### [Problem description]
Convert all the rows below into a numbered list, leaving out any blank lines.

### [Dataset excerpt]
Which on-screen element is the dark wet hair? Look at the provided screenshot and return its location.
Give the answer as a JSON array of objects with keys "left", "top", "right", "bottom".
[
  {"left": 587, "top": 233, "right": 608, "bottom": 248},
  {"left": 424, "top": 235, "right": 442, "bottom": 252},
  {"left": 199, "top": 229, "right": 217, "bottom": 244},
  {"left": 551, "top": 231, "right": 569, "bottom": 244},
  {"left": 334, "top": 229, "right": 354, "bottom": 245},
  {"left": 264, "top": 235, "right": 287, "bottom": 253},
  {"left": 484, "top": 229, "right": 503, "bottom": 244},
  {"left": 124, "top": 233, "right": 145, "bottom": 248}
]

### [Correct result]
1. Which on-screen element is the dark wet hair? Look at the provided screenshot and return its location.
2. Give the answer as a JSON array of objects with keys "left", "top", "right", "bottom".
3. [
4.   {"left": 587, "top": 233, "right": 608, "bottom": 248},
5.   {"left": 424, "top": 235, "right": 442, "bottom": 252},
6.   {"left": 199, "top": 229, "right": 217, "bottom": 244},
7.   {"left": 551, "top": 231, "right": 569, "bottom": 244},
8.   {"left": 334, "top": 229, "right": 354, "bottom": 245},
9.   {"left": 264, "top": 235, "right": 287, "bottom": 253},
10.   {"left": 484, "top": 229, "right": 503, "bottom": 244},
11.   {"left": 124, "top": 233, "right": 145, "bottom": 248}
12. ]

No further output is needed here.